Bronze: Das ist das Material, aus dem die Reiterstandbilder sind, von Philipp dem Soundsovielten, mit erhobener Lanze auf zentralen öffentlichen Plätzen. Bronze: Das ist das Material, aus dem die überlebensgroßen Köpfe sozialistischer Denker auf meterhohen Sockeln sind. Flapsig gesagt: Aus Bronze ist alles, was groß und langweilig ist, in Pathos erstarrt. Denn Bronze und Bewegung, das schließt sich aus. Keiner sieht mehr genau hin. Jeder geht achtlos vorbei.

Bis in Villingen-Schwenningen auf dem Rathausplatz ein hüfthoher Eisenpfosten von Vincent Mitzev eigene Ideen hat. Er mag nicht länger starr sein. Also bewegt er sich, ganz sacht und leise. Er wird zum Phallus und verunsichert mitten in der Fußgängerzone arglose Passanten.

* Bereitgestellte Daten

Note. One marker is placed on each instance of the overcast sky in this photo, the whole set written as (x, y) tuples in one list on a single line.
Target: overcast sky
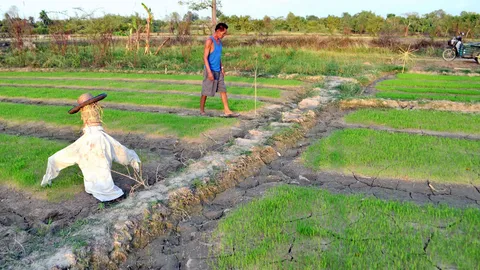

* Arbeitsaufträge
1 – Wo steht laut Quellenauszug der hüfthohe Eisenpfosten von Vincent Mitzev?
2 – Fasse den Quellenauszug in zwei Sätzen zusammen.

* Lösungen der Reihe nach
1 – Auf dem Rathausplatz in Villingen-Schwenningen.

2 – Bronze ist das Material von Reiterstandbildern und überlebensgroßen Köpfen sozialistischer Denker, die in Pathos erstarrt sind und an denen jeder achtlos vorbeigeht. Ein hüfthoher Eisenpfosten von Vincent Mitzev auf dem Rathausplatz in Villingen-Schwenningen bewegt sich dagegen sacht, wird zum Phallus und verunsichert Passanten in der Fußgängerzone.